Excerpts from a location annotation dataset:
┌──

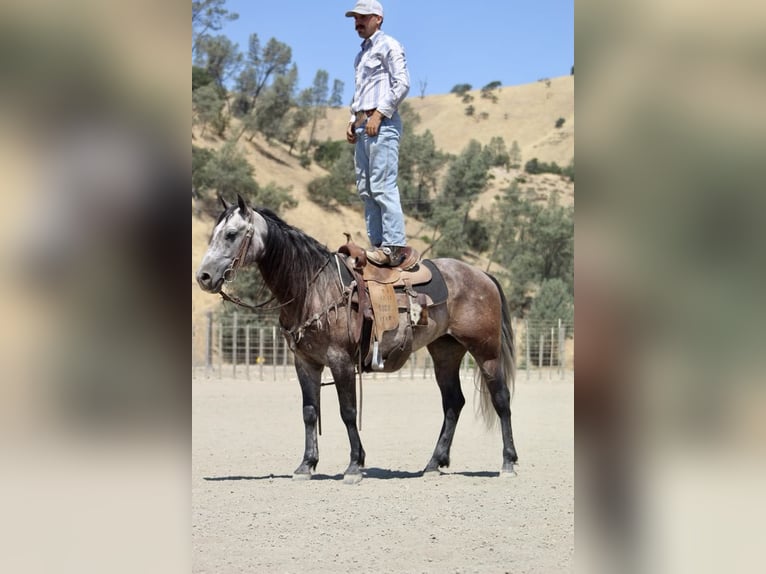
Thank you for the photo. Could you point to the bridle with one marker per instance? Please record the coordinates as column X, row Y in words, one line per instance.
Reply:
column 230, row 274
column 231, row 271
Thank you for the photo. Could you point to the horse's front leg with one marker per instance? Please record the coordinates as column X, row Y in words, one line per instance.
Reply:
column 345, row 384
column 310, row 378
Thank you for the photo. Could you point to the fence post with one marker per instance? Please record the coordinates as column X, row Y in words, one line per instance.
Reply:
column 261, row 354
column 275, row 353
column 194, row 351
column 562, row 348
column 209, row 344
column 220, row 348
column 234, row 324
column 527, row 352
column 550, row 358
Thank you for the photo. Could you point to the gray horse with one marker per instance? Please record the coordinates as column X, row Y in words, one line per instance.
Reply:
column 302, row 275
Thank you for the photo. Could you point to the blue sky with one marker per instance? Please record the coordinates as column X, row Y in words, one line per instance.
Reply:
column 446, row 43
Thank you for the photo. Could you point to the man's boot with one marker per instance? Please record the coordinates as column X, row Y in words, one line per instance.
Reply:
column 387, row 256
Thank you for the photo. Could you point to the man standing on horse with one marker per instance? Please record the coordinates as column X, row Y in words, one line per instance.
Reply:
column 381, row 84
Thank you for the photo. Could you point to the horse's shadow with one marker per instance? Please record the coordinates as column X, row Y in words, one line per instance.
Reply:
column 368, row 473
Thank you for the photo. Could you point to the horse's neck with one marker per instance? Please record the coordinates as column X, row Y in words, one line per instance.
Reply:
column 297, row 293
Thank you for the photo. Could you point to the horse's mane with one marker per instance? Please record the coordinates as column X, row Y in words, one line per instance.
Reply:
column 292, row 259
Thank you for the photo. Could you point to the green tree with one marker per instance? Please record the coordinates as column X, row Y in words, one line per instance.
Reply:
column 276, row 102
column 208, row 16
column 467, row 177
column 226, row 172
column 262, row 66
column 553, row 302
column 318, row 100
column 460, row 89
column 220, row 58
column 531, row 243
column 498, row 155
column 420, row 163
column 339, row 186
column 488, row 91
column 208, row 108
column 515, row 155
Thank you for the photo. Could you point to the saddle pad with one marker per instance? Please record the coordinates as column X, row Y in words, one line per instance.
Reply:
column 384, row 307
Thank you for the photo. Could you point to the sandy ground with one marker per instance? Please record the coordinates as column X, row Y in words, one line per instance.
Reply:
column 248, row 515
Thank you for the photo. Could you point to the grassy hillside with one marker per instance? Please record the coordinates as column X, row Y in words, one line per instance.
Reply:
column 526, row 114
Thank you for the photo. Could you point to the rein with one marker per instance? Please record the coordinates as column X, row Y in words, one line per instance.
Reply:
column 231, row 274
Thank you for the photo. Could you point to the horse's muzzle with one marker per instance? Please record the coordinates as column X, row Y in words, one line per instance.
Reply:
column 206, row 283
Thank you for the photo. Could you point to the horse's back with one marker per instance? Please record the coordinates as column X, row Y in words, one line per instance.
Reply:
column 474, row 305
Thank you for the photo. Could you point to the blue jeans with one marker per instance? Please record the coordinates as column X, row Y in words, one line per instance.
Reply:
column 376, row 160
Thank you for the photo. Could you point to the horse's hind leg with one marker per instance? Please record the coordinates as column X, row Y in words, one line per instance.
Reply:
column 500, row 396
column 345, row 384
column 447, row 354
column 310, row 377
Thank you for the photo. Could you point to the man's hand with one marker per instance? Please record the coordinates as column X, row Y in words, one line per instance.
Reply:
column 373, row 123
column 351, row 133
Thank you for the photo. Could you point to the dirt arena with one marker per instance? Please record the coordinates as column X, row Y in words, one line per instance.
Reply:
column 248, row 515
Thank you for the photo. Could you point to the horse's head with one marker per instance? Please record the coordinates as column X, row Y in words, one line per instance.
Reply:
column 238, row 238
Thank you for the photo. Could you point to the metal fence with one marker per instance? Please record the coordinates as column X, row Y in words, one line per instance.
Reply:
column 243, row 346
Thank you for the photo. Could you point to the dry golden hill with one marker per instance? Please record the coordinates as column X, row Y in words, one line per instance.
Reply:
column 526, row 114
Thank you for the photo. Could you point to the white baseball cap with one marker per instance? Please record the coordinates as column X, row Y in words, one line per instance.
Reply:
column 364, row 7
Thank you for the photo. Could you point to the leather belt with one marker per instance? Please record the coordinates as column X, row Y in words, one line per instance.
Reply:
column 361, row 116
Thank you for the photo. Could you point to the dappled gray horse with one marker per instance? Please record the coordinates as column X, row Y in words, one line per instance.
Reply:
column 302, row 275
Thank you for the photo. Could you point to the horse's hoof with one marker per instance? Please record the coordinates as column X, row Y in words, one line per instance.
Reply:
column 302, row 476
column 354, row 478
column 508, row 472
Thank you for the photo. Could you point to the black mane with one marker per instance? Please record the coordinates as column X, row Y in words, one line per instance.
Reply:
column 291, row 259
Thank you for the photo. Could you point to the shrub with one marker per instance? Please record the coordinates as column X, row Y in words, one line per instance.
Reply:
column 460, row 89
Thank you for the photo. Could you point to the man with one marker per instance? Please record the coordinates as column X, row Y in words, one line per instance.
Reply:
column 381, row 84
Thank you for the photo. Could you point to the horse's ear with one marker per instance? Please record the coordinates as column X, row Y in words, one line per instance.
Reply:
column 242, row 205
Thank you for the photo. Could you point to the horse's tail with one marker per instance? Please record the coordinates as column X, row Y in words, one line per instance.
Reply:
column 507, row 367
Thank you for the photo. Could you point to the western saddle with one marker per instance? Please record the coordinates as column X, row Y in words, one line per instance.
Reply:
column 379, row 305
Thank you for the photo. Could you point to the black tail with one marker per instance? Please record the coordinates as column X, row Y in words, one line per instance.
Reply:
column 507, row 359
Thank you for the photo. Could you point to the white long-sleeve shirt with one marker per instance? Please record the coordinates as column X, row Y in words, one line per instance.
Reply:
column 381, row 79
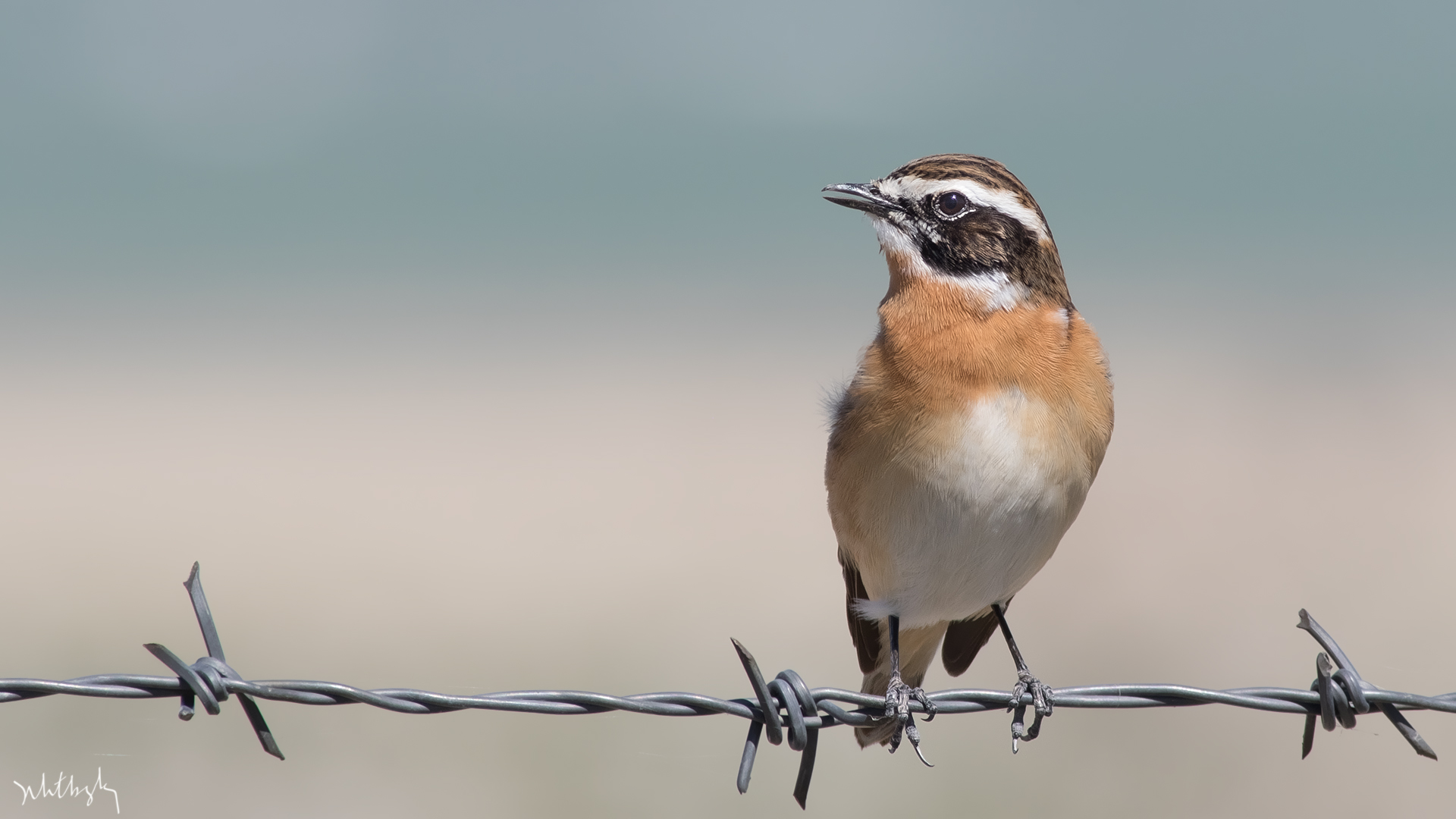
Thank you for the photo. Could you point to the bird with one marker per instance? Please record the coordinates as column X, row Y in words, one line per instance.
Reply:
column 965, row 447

└──

Work to do: Please extract, word for word, the part of the records that opens with the line containing "the blue sky" and closes with the line containing "column 387, row 256", including both of those lines.

Task result:
Thank you for the photo. Could you point to the blue sky with one marker per instance? Please record the coordinates as column X, row Y in words, one line per instance.
Reply:
column 446, row 43
Thank you for the photo. Could you point to the man's boot with one marker per instance? Please record the coordinates as column X, row Y in words, one line per instance.
Reply:
column 387, row 256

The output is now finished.